* _Estratto del documento_:
★ ★ ★ ★

Le ultime novità in merito, però, fanno sembrare il TTIP diverso dalla fase iniziale (che ricordiamo non essere il 2013 ma il 22 novembre 1990: fase in cui si firmarono una serie di dichiarazioni e accordi transatlantici, che avrebbero celebrato l’inizio di vertici annuali fra Europa e Stati Uniti con l’obbiettivo di promuovere il libero scambio), poiché a quanto detto dal Vice ministro allo sviluppo Economico designato per il commercio estero Carlo Calenda, molti degli aspetti negativi di cui si parla in realtà rappresentano temi su cui si sta ancora discutendo. Il vice ministro stesso, afferma che <<sulla questione degli OGM non verrà modificato il principio di precauzione che regola l’ingresso degli stessi in Europa>> e, cosa più importante, <<non ci saranno privatizzazioni dei servizi pubblici, quindi gli enti locali potranno continuare a gestire acqua, sanità e istruzione>>.
Ricapitoliamo, e come dice Soriano in Maldetti “E’ bene non riflettere troppo, se si desidera giungere a delle conclusioni”. I dubbi che ci assalgono sono tanti: se infatti, in base a quanto detto il 25 ottobre 2015 da Calenda, il TTIP abbia la vera possibilità di apportare tutti questi benefici, perché mai ogni giorno, dal 2013 ad oggi, continuano a verificarsi manifestazioni solo contro il Trattato? Poi, se effettivamente questo non comportasse grandi agevolazioni per i due continenti, in particolar modo per l’America, perché mai si dovrebbe rivedere l’intero assetto normativo, e quindi economico-commerciale, per dei cambiamenti che in realtà non ci sono o sono irrisori? Se i due paesi sono liberi di scegliere, sceglieranno le vecchie e conosciute regole anziché impelagarsi con le nuove. Quindi cosa nasconde in realtà il trattato?

★ ★ ★ ★

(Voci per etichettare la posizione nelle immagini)
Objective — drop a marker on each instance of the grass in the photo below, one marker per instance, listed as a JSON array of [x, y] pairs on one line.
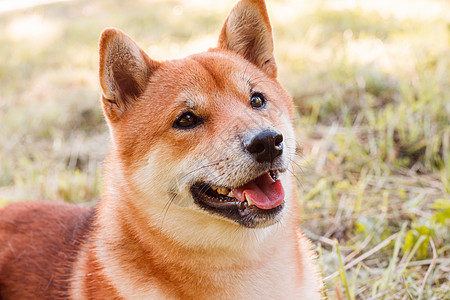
[[371, 82]]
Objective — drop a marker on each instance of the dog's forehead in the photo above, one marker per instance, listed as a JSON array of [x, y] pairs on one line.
[[211, 72]]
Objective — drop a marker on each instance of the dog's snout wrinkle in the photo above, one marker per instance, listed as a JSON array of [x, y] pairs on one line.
[[265, 146]]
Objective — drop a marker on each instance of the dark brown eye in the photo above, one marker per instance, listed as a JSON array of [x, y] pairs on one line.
[[187, 120], [258, 100]]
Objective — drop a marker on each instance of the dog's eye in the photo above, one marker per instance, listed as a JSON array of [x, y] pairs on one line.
[[187, 120], [258, 100]]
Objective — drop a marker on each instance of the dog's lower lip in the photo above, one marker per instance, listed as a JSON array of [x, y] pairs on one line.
[[212, 199]]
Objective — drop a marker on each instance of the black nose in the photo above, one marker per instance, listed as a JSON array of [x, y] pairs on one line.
[[266, 146]]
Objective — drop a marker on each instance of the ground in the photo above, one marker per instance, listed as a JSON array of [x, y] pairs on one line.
[[371, 84]]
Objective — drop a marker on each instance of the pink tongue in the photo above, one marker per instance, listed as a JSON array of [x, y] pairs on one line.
[[263, 192]]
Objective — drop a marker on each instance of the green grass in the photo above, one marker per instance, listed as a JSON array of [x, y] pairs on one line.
[[372, 88]]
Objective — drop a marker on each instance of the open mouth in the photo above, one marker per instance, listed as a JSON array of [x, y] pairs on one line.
[[258, 201]]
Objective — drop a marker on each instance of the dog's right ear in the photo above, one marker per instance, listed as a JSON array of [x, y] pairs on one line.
[[124, 72]]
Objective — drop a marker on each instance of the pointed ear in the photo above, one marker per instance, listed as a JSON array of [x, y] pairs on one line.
[[124, 72], [247, 31]]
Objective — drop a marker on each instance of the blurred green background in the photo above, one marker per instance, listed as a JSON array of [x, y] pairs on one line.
[[371, 84]]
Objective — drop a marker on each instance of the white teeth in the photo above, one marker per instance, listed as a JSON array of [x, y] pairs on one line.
[[223, 191], [248, 200]]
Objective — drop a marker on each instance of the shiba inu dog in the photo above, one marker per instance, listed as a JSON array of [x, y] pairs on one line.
[[199, 199]]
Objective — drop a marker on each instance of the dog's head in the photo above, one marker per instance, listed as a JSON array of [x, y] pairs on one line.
[[209, 134]]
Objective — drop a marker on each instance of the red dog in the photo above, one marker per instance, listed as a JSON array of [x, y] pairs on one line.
[[199, 202]]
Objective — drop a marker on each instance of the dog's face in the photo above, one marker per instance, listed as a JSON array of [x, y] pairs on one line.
[[211, 133]]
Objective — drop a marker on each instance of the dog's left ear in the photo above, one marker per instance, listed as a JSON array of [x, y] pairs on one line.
[[247, 31]]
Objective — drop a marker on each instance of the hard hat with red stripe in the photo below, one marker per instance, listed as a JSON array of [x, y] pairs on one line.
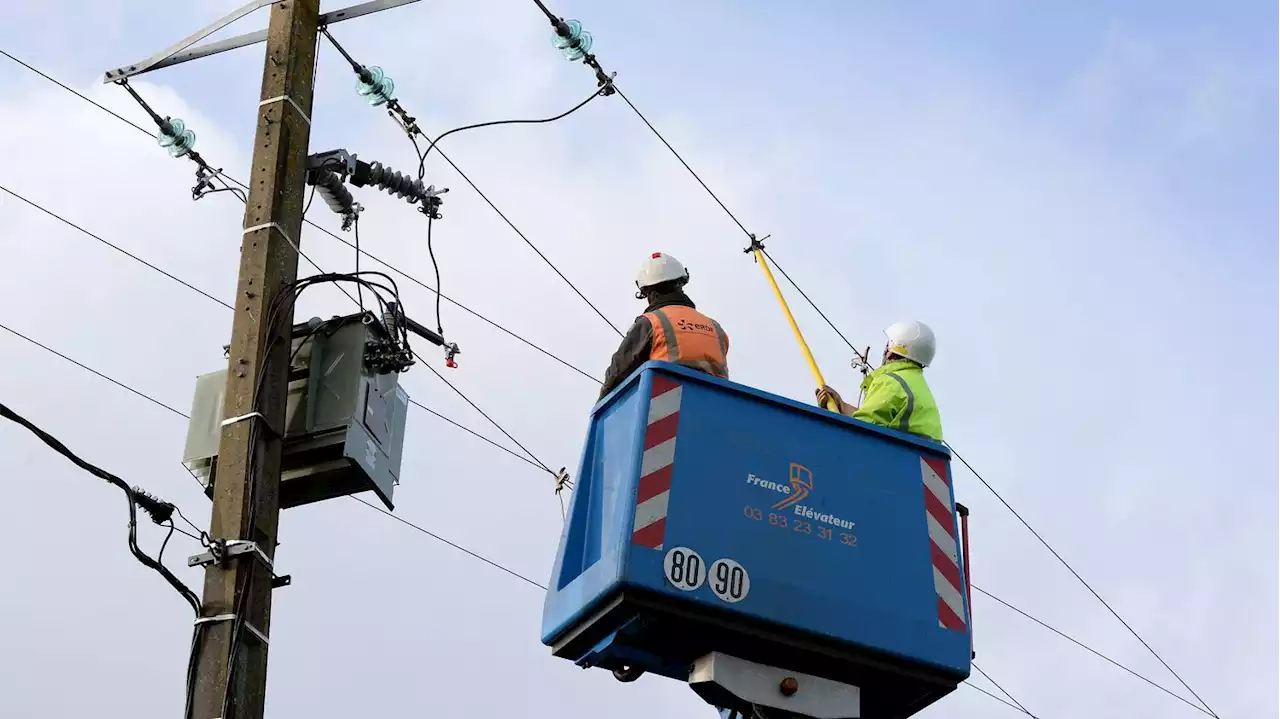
[[661, 268]]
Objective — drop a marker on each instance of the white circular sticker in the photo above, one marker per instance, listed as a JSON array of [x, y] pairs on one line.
[[685, 568], [730, 581]]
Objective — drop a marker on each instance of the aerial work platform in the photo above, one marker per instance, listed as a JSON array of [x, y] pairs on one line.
[[771, 553]]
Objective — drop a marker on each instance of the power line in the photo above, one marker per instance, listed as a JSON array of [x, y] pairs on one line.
[[455, 545], [533, 462], [86, 367], [534, 247], [323, 229], [492, 421], [120, 250], [1005, 701], [1084, 646], [159, 509], [1069, 568], [410, 126], [1002, 690], [478, 435], [551, 355], [428, 532], [732, 216]]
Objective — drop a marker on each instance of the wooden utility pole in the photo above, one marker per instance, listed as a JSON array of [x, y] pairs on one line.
[[231, 667]]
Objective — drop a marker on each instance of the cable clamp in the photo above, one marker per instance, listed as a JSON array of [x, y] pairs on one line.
[[231, 421], [291, 101], [757, 244], [251, 628], [562, 480], [222, 550], [279, 229]]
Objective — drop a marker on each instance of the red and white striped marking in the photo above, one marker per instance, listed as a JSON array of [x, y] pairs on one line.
[[656, 468], [942, 544]]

★ ★ ★ ★

* _Consegne dell'esercizio_:
• A. Nel brano sul TTIP, quali servizi pubblici gli enti locali potranno continuare a gestire secondo il vice ministro? Elencali tutti.
• B. Prosegui il brano sul TTIP a partire dalla frase che segue l'ultima domanda.
Le voci non servono a nessuno degli esercizi.

* _Esercizi svolti_:
• A. Acqua, sanità e istruzione.

• B.
Il TTIP rappresenta come detto all’inizio la creazione della più grande area di libero scambio mai esistita, perché vede due continenti insieme, il vecchio (Europa) e il nuovo (America). Da questa fusione però gli Stati Uniti, che hanno ancora una forte influenza sull’Europa, si stanno praticamente assicurando un nuovo mercato di sbocco, perché con l’aumento di quel famoso 1% di PIL le risorse Americane crescerebbero di parecchi miliardi di dollari, con il rischio che si verrebbe ad applicare quella famosa teoria tra centro e periferia dove noi europei rappresenteremmo la parte periferica. In realtà, l’obbiettivo principale è quello di creare un blocco forte contro il pericolo delle tigri Asiatiche.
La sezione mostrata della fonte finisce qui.